→ **Exercise task 1**:
Reproduce the lines of the records from the line that contains "in black jacket" through the end of the records, substituting "Confirm" for every "Verify" and leaving everything else unchanged.

→ **Document extract**:
((

SIC 7361 Employment Agencies

SIC 7361

This category pertains to establishments primarily engaged in providing employment services, except theatrical employment agencies and motion picture casting bureaus. Establishments classified under this code may assist either employers or those seeking employment. Establishments primarily engaged in operating theatrical employment agencies are classified in SIC 7922: Theatrical Producers (Except Motion Picture) and Miscellaneous Theatrical Services; those operating motion picture casting bureaus are classified in SIC 7819: Services Allied to Motion Picture Production; farm labor contractors are classified in SIC 0761: Farm Labor Contractors and Crew Leaders; temporary help services are discussed in SIC 7363: Help Supply Services.

NAICS CODE(S)

541612

Human Resources and Executive Search Consulting Services

561310

Employment Placement Agencies

INDUSTRY SNAPSHOT

An employment agency's major function is to place people into short- or long-term positions. The industry has been positively affected by the boom in technology, the government's efforts to get more people off welfare and into employment, the shift from corporate paternalism to the independent portability of employment skills, and the growing need for professionals on short-term bases. One cannot discount the role of temporary employment firms as a try-before-you buy means of finding full-time employees.

Employment agencies employed a daily average of 2.87 million temporary and contract workers in the United States in the third quarter of 2005. During the 1990s staffing services was one of the fastest growing segments of the U.S. economy, and temp agency jobs grew from less than 1 million average per day in 1990 to 2.54 million in 2000. The financial impact of temporary placement services is evidenced by Adecco, the world's largest employment agency, which posted revenues of $23.35 billion in 2004. By the mid-2000s, nearly one in six young workers was expected to use an employment agency before the age of 35.

))

→ **Exercise task 2**:
Answer these questions about the SIC 7361 description:
(a) Under which SIC code are farm labor contractors classified?
(b) What revenues did Adecco post in 2004?
(c) What daily average of temporary and contract workers did employment agencies employ in the United States in the third quarter of 2005?

→ **Given entries**:
((

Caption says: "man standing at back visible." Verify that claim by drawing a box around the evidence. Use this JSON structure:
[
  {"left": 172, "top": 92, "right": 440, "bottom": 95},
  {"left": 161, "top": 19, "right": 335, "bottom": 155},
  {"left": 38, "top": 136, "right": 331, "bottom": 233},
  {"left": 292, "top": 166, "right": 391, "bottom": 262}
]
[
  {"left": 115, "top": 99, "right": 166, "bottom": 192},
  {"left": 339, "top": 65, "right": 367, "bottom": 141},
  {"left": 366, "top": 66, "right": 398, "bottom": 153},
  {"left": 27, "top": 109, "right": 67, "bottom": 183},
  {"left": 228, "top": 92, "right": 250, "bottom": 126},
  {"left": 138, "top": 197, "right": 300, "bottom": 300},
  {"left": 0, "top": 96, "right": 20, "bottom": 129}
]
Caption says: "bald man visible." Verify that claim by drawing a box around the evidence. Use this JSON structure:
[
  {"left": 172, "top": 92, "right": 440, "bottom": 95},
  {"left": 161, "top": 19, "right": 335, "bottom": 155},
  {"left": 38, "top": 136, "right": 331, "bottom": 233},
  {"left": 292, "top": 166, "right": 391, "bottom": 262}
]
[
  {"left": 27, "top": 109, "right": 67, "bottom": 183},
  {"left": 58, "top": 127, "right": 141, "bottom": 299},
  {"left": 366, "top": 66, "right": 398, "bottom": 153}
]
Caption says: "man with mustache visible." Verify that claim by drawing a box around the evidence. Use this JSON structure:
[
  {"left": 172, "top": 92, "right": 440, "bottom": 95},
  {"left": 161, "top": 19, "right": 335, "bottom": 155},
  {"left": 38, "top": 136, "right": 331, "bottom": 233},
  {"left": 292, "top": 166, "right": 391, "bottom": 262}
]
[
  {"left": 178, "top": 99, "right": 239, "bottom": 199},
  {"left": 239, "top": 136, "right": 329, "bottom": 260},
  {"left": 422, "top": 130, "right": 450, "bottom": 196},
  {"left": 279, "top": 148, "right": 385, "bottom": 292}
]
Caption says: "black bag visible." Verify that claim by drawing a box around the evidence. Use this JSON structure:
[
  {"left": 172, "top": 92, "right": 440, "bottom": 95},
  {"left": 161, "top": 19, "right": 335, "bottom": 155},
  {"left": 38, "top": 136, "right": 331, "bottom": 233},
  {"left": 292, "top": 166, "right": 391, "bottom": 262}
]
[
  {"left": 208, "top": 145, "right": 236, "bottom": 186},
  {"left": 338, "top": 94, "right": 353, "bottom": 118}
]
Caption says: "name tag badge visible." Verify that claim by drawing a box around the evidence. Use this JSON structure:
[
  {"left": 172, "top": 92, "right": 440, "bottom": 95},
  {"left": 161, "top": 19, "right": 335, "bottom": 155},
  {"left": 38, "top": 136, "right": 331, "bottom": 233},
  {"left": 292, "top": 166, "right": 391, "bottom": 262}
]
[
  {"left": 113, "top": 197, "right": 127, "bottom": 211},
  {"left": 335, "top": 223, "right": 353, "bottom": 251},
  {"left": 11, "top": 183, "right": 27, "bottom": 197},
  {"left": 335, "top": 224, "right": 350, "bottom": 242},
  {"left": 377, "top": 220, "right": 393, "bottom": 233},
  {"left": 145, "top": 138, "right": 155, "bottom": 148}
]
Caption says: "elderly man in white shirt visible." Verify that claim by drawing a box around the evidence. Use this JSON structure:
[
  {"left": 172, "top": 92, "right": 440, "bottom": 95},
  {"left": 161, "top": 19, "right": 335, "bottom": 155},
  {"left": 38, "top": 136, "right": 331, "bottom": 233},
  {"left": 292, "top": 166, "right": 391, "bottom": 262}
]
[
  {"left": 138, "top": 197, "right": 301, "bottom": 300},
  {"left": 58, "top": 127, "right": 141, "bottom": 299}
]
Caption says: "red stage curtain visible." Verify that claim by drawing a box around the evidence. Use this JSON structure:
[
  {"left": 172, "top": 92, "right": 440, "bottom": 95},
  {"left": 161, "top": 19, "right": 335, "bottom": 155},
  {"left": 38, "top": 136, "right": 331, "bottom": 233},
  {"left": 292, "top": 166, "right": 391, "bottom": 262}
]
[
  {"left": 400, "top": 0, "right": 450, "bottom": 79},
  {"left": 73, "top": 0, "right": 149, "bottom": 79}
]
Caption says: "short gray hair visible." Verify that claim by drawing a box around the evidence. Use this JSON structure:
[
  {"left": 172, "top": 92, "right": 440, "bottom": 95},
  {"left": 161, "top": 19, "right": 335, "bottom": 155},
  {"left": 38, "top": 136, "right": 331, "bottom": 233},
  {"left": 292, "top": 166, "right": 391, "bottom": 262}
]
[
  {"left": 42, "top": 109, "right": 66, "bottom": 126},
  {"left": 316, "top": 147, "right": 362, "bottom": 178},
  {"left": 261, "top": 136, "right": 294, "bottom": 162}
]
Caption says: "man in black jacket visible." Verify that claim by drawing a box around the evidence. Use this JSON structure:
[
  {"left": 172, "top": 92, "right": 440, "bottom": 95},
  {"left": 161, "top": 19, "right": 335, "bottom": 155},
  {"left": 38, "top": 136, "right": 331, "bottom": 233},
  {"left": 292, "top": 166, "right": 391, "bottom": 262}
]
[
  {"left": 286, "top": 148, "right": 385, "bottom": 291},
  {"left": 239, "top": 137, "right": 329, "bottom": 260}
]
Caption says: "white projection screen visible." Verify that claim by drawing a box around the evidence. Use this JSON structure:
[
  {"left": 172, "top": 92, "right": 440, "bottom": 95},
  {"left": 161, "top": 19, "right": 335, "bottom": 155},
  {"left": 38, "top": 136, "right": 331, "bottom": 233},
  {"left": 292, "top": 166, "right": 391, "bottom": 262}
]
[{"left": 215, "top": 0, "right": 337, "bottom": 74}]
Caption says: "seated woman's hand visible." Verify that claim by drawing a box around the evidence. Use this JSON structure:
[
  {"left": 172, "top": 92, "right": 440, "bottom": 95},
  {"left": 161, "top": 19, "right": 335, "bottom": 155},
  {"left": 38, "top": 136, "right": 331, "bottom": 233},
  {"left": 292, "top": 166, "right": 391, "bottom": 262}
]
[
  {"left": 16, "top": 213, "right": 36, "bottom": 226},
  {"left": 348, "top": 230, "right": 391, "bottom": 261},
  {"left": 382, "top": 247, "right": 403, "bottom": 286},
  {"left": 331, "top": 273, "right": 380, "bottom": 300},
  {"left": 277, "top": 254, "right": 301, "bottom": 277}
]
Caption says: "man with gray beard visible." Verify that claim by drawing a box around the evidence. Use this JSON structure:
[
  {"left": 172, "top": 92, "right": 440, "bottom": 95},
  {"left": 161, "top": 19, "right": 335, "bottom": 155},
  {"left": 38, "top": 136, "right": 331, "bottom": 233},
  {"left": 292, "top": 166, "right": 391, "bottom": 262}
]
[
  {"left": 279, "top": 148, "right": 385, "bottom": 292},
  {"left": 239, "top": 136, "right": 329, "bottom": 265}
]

))

→ **Result 1**:
Caption says: "man in black jacket visible." Confirm that claim by drawing a box around the evidence. Use this JSON structure:
[
  {"left": 172, "top": 92, "right": 440, "bottom": 95},
  {"left": 161, "top": 19, "right": 335, "bottom": 155},
  {"left": 38, "top": 136, "right": 331, "bottom": 233},
  {"left": 292, "top": 166, "right": 391, "bottom": 262}
]
[
  {"left": 286, "top": 148, "right": 385, "bottom": 291},
  {"left": 239, "top": 137, "right": 329, "bottom": 260}
]
Caption says: "white projection screen visible." Confirm that claim by drawing a box around the evidence. Use this JSON structure:
[
  {"left": 172, "top": 92, "right": 440, "bottom": 95},
  {"left": 161, "top": 19, "right": 335, "bottom": 155},
  {"left": 38, "top": 136, "right": 331, "bottom": 233},
  {"left": 292, "top": 166, "right": 391, "bottom": 262}
]
[{"left": 215, "top": 0, "right": 337, "bottom": 74}]
Caption says: "seated woman's hand visible." Confirm that claim by drawing a box around the evidence. Use this JSON structure:
[
  {"left": 172, "top": 92, "right": 440, "bottom": 95},
  {"left": 161, "top": 19, "right": 335, "bottom": 155},
  {"left": 38, "top": 136, "right": 331, "bottom": 233},
  {"left": 292, "top": 166, "right": 391, "bottom": 262}
]
[
  {"left": 16, "top": 213, "right": 36, "bottom": 226},
  {"left": 348, "top": 230, "right": 391, "bottom": 261},
  {"left": 382, "top": 247, "right": 403, "bottom": 286},
  {"left": 331, "top": 273, "right": 380, "bottom": 300},
  {"left": 277, "top": 254, "right": 301, "bottom": 277}
]
Caption says: "man with gray beard visible." Confirm that claim by drawing a box around the evidence. Use this JSON structure:
[
  {"left": 172, "top": 92, "right": 440, "bottom": 95},
  {"left": 161, "top": 19, "right": 335, "bottom": 155},
  {"left": 38, "top": 136, "right": 331, "bottom": 233},
  {"left": 292, "top": 166, "right": 391, "bottom": 262}
]
[
  {"left": 279, "top": 148, "right": 385, "bottom": 292},
  {"left": 239, "top": 136, "right": 329, "bottom": 265}
]

→ **Result 2**:
(a) SIC 0761: Farm Labor Contractors and Crew Leaders.
(b) $23.35 billion.
(c) 2.87 million.